Aim | Gather every line below that contains the word "sign", and copy each of those lines.

Data for processing |
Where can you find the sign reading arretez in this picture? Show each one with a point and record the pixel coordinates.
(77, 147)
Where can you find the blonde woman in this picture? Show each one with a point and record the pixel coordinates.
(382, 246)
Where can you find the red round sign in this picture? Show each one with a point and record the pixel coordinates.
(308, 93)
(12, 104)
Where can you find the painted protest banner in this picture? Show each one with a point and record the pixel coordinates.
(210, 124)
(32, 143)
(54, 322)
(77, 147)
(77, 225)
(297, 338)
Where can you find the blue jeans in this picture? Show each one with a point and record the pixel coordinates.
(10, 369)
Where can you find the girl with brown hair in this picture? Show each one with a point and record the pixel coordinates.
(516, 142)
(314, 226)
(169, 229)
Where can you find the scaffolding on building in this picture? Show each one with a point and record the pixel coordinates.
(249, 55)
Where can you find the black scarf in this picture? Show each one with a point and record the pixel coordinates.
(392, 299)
---
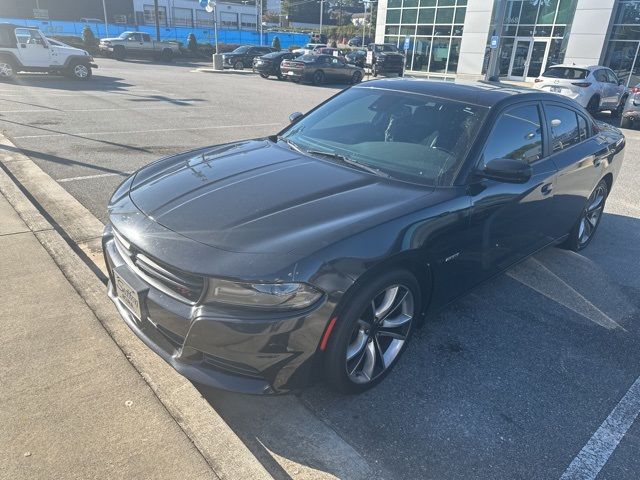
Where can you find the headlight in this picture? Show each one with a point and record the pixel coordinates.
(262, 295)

Finished exercise |
Where can you find the sign reading arretez in this picture? Show each one with a point and record the pixel coordinates.
Where can you find the red round sign in this picture? Show each one with a point and record the pixel coordinates.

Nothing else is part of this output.